Exercise tasks:
1 – Reproduce word for word the part of the lung cancer syndrome differentiation abstract starting at "BACKGROUND: Traditional Chinese" and ending at "lung cancer patients.".
2 – Write what comes next in the lung cancer syndrome differentiation abstract, picking up after its last sentence.

Provided passage:
=== Begin Enclosure ===

End-to-End Models to Imitate Traditional Chinese Medicine Syndrome Differentiation in Lung Cancer Diagnosis: Model Development and Validation

Lung Cancer
16/06/2020

Liu Z, et al. JMIR Med Inform 2020.

ABSTRACT

BACKGROUND: Traditional Chinese medicine (TCM) has been shown to be an efficient mode to manage advanced lung cancer, and accurate syndrome differentiation is crucial to treatment. Documented evidence of TCM treatment cases and the progress of artificial intelligence technology are enabling the development of intelligent TCM syndrome differentiation models. This is expected to expand the benefits of TCM to lung cancer patients.

OBJECTIVE: The objective of this work was to establish end-to-end TCM diagnostic models to imitate lung cancer syndrome differentiation. The proposed models used unstructured medical records as inputs to capitalize on data collected for practical TCM treatment cases by lung cancer experts. The resulting models were expected to be more efficient than approaches that leverage structured TCM datasets.

=== End Enclosure ===

Dataset excerpts:
=== Begin Enclosure ===

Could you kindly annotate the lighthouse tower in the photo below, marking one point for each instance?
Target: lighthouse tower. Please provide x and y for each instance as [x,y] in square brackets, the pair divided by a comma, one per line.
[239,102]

=== End Enclosure ===
=== Begin Enclosure ===

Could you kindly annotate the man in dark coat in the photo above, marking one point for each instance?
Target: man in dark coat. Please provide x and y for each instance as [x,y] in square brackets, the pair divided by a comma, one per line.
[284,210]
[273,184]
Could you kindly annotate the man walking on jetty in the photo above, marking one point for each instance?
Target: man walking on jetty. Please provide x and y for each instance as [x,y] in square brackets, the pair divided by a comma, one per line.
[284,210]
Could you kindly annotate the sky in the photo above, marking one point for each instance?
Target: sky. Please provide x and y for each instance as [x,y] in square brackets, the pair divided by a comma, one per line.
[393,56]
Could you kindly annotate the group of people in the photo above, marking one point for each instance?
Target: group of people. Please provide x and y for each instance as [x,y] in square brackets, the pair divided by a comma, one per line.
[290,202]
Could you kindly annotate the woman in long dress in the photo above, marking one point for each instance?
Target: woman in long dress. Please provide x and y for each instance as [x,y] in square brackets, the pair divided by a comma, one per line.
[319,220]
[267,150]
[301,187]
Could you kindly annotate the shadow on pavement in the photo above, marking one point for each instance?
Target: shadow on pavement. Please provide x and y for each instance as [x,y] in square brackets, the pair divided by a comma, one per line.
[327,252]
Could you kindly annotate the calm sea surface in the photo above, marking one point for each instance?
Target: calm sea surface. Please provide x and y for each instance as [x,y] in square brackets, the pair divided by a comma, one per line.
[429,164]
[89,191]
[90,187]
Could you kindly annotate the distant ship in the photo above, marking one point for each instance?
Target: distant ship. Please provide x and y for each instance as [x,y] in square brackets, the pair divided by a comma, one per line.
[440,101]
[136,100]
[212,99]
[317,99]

=== End Enclosure ===

Written responses:
1 –
BACKGROUND: Traditional Chinese medicine (TCM) has been shown to be an efficient mode to manage advanced lung cancer, and accurate syndrome differentiation is crucial to treatment. Documented evidence of TCM treatment cases and the progress of artificial intelligence technology are enabling the development of intelligent TCM syndrome differentiation models. This is expected to expand the benefits of TCM to lung cancer patients.

2 –
METHODS: We approached lung cancer TCM syndrome differentiation as a multilabel text classification problem. First, entity representation was conducted with Bidirectional Encoder Representations from Transformers and conditional random fields models. Then, five deep learning-based text classification models were applied to the construction of a medical record multilabel classifier, during which two data augmentation strategies were adopted to address overfitting issues. Finally, a fusion model approach was used to elevate the performance of the models.

RESULTS: The F1 score of the recurrent convolutional neural network (RCNN) model with augmentation was 0.8650, a 2.41% improvement over the unaugmented model. The Hamming loss for RCNN with augmentation was 0.0987, which is 1.8% lower than that of the same model without augmentation. Among the models, the text-hierarchical attention network (Text-HAN) model achieved the highest F1 scores of 0.8676 and 0.8751. The mean average precision for the word encoding-based RCNN was 10% higher than that of the character encoding-based representation. A fusion model of the text-convolutional neural network, text-recurrent neural network, and Text-HAN models achieved an F1 score of 0.8884, which showed the best performance among the models.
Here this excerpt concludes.